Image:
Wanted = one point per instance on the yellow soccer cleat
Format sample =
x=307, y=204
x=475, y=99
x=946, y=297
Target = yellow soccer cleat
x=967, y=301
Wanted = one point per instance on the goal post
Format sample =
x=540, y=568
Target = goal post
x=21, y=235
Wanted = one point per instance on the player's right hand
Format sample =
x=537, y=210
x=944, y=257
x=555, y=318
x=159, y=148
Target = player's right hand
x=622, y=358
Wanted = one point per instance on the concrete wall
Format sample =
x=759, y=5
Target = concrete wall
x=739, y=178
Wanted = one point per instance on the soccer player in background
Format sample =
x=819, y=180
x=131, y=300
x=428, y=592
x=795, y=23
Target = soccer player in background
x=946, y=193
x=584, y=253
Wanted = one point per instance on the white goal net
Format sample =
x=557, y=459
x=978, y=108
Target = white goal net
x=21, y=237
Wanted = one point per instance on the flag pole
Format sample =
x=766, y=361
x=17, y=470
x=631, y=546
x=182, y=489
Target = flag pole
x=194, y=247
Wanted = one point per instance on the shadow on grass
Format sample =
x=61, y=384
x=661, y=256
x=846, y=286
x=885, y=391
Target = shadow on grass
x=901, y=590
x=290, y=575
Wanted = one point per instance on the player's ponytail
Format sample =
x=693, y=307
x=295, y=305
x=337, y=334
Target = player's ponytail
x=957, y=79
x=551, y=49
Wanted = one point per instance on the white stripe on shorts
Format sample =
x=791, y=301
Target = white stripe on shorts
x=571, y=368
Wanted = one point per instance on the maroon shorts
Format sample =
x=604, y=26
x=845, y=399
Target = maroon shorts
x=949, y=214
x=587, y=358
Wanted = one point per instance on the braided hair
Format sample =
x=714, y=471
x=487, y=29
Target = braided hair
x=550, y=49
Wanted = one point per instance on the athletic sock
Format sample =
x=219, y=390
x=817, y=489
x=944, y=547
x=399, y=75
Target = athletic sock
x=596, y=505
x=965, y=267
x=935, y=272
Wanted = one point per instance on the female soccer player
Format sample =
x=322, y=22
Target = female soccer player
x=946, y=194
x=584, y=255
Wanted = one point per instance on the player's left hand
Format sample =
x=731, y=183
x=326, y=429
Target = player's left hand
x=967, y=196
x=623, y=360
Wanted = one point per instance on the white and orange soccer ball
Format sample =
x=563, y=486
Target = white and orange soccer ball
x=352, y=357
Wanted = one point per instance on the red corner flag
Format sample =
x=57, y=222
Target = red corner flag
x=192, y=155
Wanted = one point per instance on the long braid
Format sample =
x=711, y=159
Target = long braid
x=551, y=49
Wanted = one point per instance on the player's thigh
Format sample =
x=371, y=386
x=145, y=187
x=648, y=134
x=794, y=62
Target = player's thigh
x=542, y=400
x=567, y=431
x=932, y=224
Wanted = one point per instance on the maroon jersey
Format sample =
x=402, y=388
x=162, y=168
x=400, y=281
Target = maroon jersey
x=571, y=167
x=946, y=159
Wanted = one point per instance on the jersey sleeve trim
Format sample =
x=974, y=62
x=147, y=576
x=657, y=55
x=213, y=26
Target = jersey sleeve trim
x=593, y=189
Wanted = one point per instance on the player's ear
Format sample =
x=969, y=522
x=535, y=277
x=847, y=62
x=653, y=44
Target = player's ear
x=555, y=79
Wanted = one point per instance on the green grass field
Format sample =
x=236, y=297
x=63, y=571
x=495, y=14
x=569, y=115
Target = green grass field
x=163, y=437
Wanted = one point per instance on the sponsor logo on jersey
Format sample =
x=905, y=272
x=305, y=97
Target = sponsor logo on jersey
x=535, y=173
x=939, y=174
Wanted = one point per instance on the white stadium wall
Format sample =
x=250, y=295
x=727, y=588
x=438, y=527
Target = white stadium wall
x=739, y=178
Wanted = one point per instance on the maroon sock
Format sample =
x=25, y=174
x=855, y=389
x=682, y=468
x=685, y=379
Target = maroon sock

Problem to work on: Each of the entries must be set down again exactly.

Answer for this exercise:
Image:
Wanted = one point per instance on the yellow soccer cleat
Format sample =
x=307, y=204
x=475, y=99
x=946, y=297
Target = yellow soccer cleat
x=967, y=301
Wanted = one point per instance on the goal post
Format sample =
x=540, y=568
Target = goal post
x=21, y=235
Wanted = one point per instance on the player's right hand
Format sample =
x=537, y=210
x=944, y=257
x=555, y=318
x=159, y=148
Target = player's right hand
x=622, y=358
Wanted = one point per instance on the concrete wall
Format sample =
x=759, y=5
Target = concrete wall
x=739, y=178
Wanted = one point per instance on the soccer player in background
Format sample =
x=819, y=180
x=131, y=300
x=428, y=592
x=795, y=23
Target = soccer player in background
x=946, y=193
x=584, y=253
Wanted = one point per instance on the white goal net
Format sample =
x=557, y=459
x=978, y=108
Target = white goal net
x=21, y=237
Wanted = one point per instance on the flag pole
Format sample =
x=766, y=361
x=17, y=470
x=631, y=546
x=182, y=489
Target = flag pole
x=194, y=247
Wanted = one point per instance on the shadow on grass
Format sample =
x=61, y=384
x=661, y=256
x=846, y=286
x=885, y=391
Target = shadow on grass
x=901, y=590
x=290, y=575
Wanted = one point per instance on the player's ponytail
Format sample =
x=693, y=307
x=295, y=305
x=337, y=334
Target = player's ponytail
x=957, y=79
x=551, y=49
Wanted = one point per instance on the white stripe on shorts
Format sample =
x=791, y=301
Target = white stripe on shorts
x=571, y=368
Wanted = one point per instance on the maroon shorts
Format sample =
x=604, y=26
x=845, y=399
Target = maroon shorts
x=949, y=214
x=587, y=358
Wanted = one point per instance on the braided hair
Format sample =
x=714, y=471
x=487, y=29
Target = braided hair
x=550, y=49
Wanted = one point per instance on the athletic sock
Format sample =
x=219, y=390
x=817, y=489
x=944, y=547
x=399, y=75
Target = athletic sock
x=596, y=505
x=965, y=267
x=935, y=272
Wanted = one point per instance on the female soccer player
Format sample =
x=322, y=22
Target = female soccer player
x=946, y=194
x=584, y=255
Wanted = one point per instance on the player's left hand
Format sample =
x=731, y=183
x=326, y=429
Target = player's left hand
x=967, y=196
x=623, y=360
Wanted = one point per instance on the white and orange soccer ball
Format sample =
x=563, y=486
Target = white and orange soccer ball
x=352, y=357
Wanted = one point per instance on the red corner flag
Format sample =
x=57, y=222
Target = red corner flag
x=192, y=155
Wanted = one point per instance on the long braid
Format sample =
x=711, y=159
Target = long braid
x=551, y=49
Wanted = one point per instance on the player's thigh
Format sample =
x=371, y=386
x=145, y=187
x=648, y=134
x=794, y=62
Target = player's thigh
x=542, y=400
x=567, y=431
x=932, y=224
Wanted = one point per instance on the maroon jersey
Format sample =
x=402, y=388
x=162, y=168
x=400, y=281
Target = maroon jersey
x=571, y=167
x=946, y=159
Wanted = one point per instance on the jersey sleeve trim
Format sample =
x=974, y=62
x=147, y=576
x=657, y=55
x=213, y=26
Target = jersey sleeve trim
x=593, y=189
Wanted = one point per instance on the player's ear
Format sample =
x=969, y=522
x=535, y=277
x=847, y=62
x=653, y=44
Target = player's ear
x=555, y=79
Wanted = one point per instance on the green grass field
Format sample =
x=236, y=297
x=63, y=571
x=495, y=14
x=569, y=115
Target = green grass field
x=163, y=437
Wanted = one point per instance on the sponsor logo on jersey
Format sample =
x=905, y=272
x=305, y=97
Target = sponsor logo on jersey
x=535, y=173
x=939, y=174
Wanted = one point per instance on the white stadium wall
Format sample =
x=250, y=295
x=727, y=588
x=438, y=527
Target = white stadium wall
x=739, y=178
Wanted = one point per instance on the maroon sock
Format sample =
x=25, y=174
x=855, y=389
x=682, y=468
x=685, y=379
Target = maroon sock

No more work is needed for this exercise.